As cargo theft grows rampant in the freight industry, strategic theft has also come up.

Talking about the surge of cargo theft, Keith Lewis, vice president of operations at CargoNet, said, “[A big increase] is the fraud using deceptive means to steal a load – whether it’s stealing someone else’s identity to go on a load board, creating a trucking company and going on a load board, and buying another trucking company’s operating authority, name, email and domain, and eventually, taking the load by fraud.”

As methods like these continue to increase, this serves as a warning to remain vigilant against phishing attacks that utilize lookalike domains. Cybercriminals can create domains that closely resemble those of legitimate carrier companies. These fake domains are used to send phishing emails, manipulating employees and customers to disclosing sensitive information, such as login details, financial details or personal data.

* * * * * * *

What the task asks »
Retype the passage of the cargo theft text from "As methods like" to "or personal data." word for word.

* * * * * * *

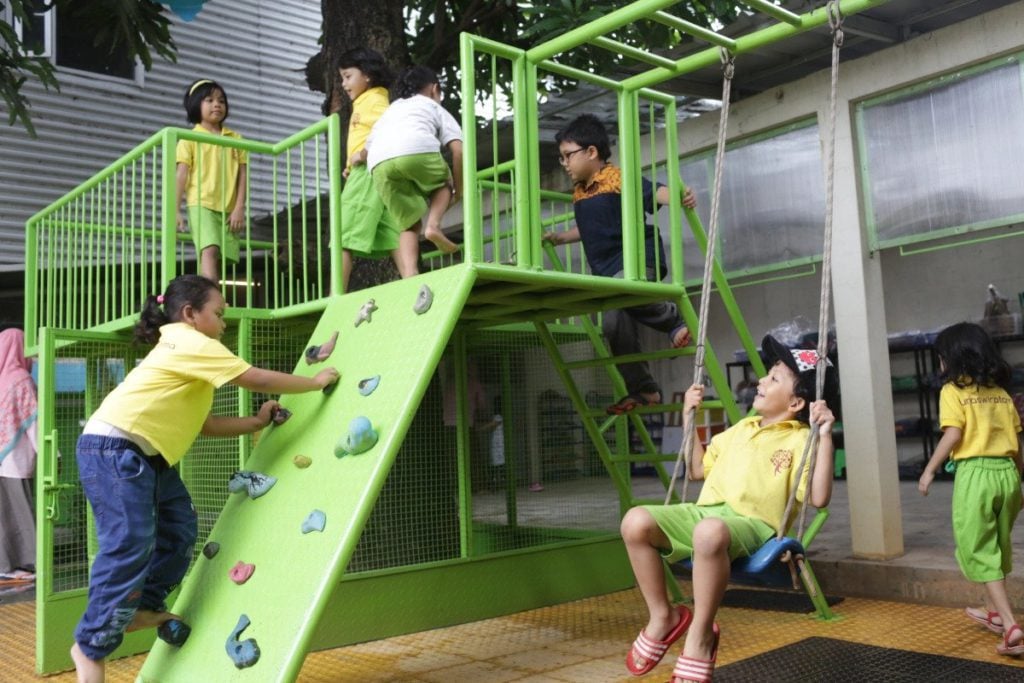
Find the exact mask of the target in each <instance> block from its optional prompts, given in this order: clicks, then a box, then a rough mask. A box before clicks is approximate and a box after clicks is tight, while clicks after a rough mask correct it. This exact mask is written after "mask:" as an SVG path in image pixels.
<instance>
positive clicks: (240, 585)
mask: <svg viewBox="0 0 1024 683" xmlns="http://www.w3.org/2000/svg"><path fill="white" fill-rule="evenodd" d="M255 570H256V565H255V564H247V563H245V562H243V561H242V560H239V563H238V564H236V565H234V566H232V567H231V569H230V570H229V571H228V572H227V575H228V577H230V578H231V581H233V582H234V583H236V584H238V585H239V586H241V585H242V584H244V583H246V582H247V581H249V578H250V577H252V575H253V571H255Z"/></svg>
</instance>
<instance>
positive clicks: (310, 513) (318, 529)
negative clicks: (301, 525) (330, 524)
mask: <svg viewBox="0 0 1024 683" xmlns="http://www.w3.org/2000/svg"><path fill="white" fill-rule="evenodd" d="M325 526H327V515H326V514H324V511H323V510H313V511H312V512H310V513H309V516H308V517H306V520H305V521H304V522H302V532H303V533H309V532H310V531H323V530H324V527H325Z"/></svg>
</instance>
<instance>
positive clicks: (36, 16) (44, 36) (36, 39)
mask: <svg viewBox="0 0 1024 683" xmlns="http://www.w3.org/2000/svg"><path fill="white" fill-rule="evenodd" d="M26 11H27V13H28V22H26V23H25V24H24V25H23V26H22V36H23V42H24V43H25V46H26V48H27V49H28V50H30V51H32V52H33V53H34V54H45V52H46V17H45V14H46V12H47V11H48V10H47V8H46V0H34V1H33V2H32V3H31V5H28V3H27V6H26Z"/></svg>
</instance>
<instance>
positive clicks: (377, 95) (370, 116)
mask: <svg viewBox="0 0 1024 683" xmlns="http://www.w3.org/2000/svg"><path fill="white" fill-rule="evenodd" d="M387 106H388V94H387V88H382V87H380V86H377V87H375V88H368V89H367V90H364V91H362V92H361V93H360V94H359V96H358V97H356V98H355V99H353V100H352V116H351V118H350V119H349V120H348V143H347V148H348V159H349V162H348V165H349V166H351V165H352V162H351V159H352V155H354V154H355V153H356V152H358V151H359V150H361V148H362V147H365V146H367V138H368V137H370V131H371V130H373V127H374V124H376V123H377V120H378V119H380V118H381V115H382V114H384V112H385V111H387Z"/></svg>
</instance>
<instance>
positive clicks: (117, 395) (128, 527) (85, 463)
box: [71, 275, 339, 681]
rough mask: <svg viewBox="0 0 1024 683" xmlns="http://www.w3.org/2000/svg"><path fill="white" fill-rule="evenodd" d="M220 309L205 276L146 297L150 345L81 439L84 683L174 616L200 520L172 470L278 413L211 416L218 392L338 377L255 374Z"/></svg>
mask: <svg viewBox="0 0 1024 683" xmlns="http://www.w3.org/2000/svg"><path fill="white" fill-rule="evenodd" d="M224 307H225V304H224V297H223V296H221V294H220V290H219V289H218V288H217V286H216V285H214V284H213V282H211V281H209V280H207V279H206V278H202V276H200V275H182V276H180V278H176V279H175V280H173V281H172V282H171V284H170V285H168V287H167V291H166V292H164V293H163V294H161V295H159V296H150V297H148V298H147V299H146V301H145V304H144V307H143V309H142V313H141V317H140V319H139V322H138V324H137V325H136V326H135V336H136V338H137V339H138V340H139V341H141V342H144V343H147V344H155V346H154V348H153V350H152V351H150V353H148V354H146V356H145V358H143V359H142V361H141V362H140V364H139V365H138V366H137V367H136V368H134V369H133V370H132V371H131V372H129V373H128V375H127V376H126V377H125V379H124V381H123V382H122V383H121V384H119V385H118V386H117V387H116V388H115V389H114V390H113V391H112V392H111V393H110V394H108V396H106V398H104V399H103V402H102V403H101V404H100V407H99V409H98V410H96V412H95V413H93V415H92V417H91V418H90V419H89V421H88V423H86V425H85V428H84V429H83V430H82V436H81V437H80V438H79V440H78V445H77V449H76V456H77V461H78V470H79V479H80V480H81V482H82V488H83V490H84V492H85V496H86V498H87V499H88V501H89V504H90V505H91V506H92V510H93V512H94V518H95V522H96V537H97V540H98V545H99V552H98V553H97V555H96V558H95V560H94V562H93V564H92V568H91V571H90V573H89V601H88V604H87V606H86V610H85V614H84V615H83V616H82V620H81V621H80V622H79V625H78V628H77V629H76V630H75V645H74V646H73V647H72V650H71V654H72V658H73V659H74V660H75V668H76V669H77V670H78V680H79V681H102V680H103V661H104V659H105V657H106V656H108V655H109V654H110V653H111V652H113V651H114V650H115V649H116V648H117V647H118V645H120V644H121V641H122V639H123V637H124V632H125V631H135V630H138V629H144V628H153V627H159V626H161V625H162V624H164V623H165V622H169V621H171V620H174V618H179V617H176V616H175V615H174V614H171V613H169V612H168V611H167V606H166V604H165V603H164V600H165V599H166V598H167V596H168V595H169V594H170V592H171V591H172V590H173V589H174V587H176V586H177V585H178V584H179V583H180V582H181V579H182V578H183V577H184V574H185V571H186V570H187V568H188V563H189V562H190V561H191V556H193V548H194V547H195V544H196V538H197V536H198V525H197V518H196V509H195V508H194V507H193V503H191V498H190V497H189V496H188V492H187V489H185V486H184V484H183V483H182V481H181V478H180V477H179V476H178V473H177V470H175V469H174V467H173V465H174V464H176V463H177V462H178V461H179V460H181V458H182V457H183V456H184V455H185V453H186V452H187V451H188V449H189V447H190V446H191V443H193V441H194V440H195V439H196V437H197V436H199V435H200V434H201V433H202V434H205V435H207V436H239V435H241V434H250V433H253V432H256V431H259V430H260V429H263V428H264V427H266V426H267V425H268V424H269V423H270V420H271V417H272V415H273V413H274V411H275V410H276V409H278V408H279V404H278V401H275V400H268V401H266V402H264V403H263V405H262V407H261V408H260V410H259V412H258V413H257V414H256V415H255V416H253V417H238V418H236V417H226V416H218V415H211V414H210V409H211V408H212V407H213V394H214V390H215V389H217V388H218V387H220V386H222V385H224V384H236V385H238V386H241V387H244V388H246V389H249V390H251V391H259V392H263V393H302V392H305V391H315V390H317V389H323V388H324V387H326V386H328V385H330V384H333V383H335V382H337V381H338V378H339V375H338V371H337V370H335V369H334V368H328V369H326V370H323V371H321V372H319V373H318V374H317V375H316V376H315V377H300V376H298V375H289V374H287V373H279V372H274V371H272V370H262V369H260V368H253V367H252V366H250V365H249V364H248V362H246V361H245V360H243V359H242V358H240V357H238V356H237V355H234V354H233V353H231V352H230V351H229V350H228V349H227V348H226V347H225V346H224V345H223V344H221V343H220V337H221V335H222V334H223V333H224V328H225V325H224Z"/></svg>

* * * * * * *

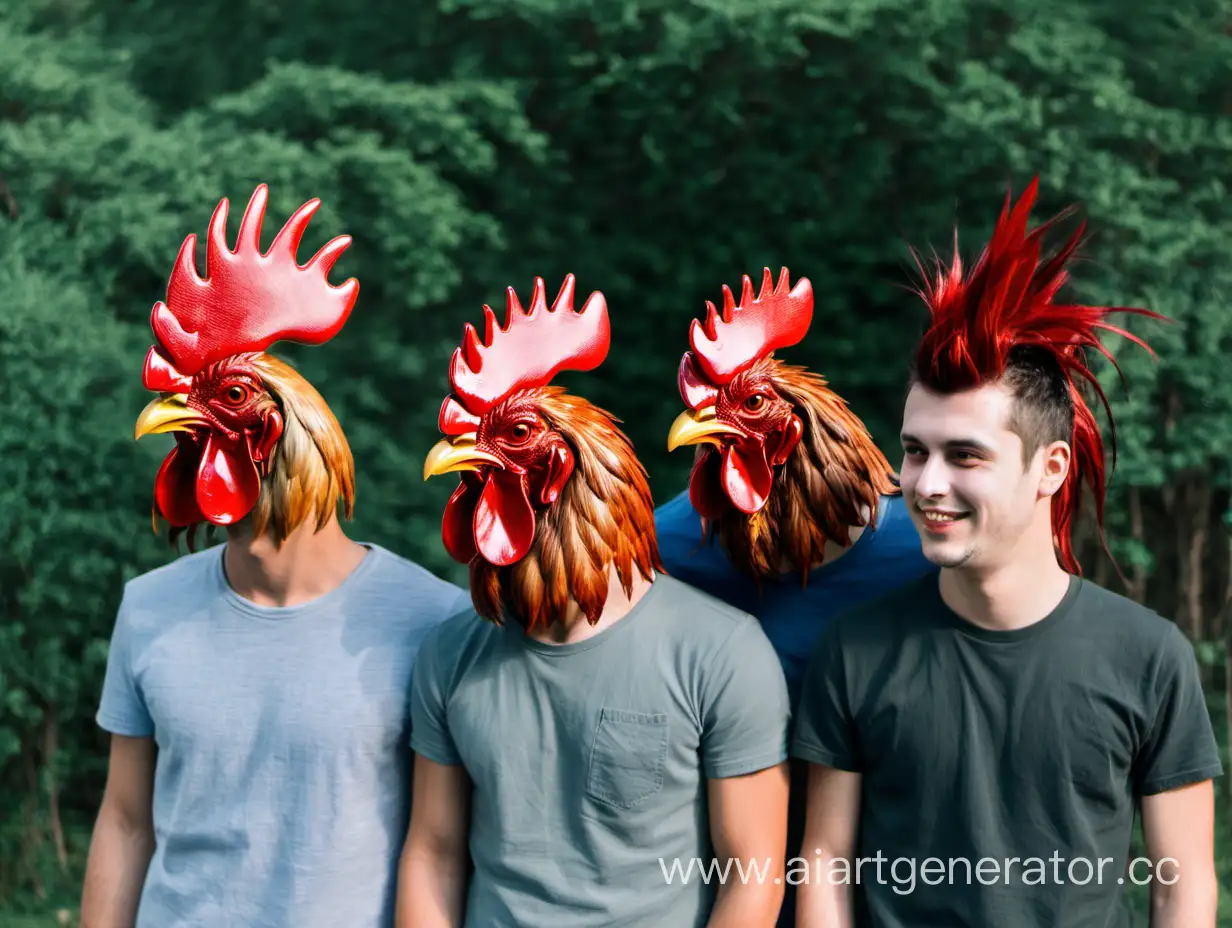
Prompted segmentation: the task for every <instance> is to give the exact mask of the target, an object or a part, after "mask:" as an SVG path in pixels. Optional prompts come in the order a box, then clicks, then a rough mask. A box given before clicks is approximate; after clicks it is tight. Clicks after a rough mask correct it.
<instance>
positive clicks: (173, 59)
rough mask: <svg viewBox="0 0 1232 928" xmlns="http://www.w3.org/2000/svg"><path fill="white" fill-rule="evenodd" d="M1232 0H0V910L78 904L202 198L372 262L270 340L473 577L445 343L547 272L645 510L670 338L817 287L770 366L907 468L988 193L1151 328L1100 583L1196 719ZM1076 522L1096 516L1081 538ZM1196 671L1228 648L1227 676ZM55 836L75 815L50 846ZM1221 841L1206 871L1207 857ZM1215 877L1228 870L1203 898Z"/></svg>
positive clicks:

* * * * * * *

Reply to the task »
As methods like these continue to increase, this serves as a warning to remain vigilant against phishing attacks that utilize lookalike domains. Cybercriminals can create domains that closely resemble those of legitimate carrier companies. These fake domains are used to send phishing emails, manipulating employees and customers to disclosing sensitive information, such as login details, financial details or personal data.